Stored data entries:

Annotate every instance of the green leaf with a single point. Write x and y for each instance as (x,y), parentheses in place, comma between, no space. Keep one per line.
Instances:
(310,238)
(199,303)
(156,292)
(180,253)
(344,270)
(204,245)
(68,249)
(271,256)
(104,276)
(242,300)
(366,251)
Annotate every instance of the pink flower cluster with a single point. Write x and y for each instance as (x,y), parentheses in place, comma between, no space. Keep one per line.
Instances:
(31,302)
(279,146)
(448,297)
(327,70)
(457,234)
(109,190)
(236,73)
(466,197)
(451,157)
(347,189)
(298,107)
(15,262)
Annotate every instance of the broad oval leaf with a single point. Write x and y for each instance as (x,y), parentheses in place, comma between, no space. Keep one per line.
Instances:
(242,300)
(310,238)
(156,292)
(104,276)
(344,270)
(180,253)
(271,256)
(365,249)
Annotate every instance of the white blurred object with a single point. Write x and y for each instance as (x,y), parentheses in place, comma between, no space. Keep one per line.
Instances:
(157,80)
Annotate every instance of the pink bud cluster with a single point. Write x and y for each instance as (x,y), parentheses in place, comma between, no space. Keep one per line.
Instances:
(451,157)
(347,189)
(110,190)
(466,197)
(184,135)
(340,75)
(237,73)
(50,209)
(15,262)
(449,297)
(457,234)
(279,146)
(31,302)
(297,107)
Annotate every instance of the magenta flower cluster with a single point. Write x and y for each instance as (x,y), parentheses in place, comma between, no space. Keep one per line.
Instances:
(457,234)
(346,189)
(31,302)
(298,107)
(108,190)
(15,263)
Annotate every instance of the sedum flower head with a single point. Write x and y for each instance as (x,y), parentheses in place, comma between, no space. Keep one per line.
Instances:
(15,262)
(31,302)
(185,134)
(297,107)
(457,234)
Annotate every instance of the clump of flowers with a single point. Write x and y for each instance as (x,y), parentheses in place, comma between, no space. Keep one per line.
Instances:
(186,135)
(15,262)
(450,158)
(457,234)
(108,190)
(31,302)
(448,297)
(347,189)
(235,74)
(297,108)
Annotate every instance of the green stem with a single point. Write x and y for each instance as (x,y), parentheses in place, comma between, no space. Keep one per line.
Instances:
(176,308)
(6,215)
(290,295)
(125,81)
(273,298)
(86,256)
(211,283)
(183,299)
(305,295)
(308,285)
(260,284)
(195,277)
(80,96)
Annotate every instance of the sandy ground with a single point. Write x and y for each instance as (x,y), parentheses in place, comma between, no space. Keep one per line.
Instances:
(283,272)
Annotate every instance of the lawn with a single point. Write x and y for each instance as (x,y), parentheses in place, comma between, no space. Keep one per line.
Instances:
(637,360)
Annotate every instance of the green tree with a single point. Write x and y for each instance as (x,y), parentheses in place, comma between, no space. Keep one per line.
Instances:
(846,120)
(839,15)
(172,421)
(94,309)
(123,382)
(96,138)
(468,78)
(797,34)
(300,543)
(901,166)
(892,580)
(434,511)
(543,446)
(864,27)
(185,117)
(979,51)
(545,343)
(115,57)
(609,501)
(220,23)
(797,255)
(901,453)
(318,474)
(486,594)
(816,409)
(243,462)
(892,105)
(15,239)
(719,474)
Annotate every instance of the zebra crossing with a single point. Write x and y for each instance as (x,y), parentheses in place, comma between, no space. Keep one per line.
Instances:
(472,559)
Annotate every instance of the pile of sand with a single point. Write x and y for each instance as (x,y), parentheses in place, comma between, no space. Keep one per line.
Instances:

- What is needed: Nothing should appear in the answer except the lines above from the line with "Annotate every instance of the white" through the line with "Annotate every instance of the green stem", both included, written out exactly.

- Result of this exercise:
Annotate every instance of the white blurred object with a single point. Write x and y for each instance as (x,y), parentheses in place, comma between, no space. Keep one per line.
Instances:
(157,80)
Annotate every instance of the pink bud cluster with a single point. Write x and y for each instance as (x,y), parentheses in place, comma between, no space. Keep one per line.
Instances:
(451,157)
(347,189)
(110,190)
(466,197)
(184,135)
(340,75)
(237,73)
(50,209)
(15,262)
(449,297)
(457,234)
(279,146)
(31,302)
(297,107)
Annotate every instance of the magenta flower cluster with a single point. Write x and y for each instance as (x,y), parentheses in place, comma between, no space. Keep one per line.
Instances:
(457,234)
(346,189)
(31,302)
(298,107)
(108,190)
(15,263)
Annotate every instance of the sedum flower head with a single point. Write x and y for each instance as (x,y), parentheses in place, comma between, no space. Keep one per line.
Instances:
(15,262)
(31,302)
(185,134)
(297,107)
(457,234)
Annotate every instance of the clump of flowers with a single point. Write x and y for each instance as (x,y), parentheses in place, comma between, no space. Keep one per line.
Instances:
(186,135)
(15,262)
(450,158)
(457,234)
(108,190)
(31,302)
(448,297)
(347,189)
(235,74)
(297,108)
Annotate every instance of the green stem with a single point. Write x and y for each instance as (x,y), parentheses in place, comma between, no space. Keep one per line.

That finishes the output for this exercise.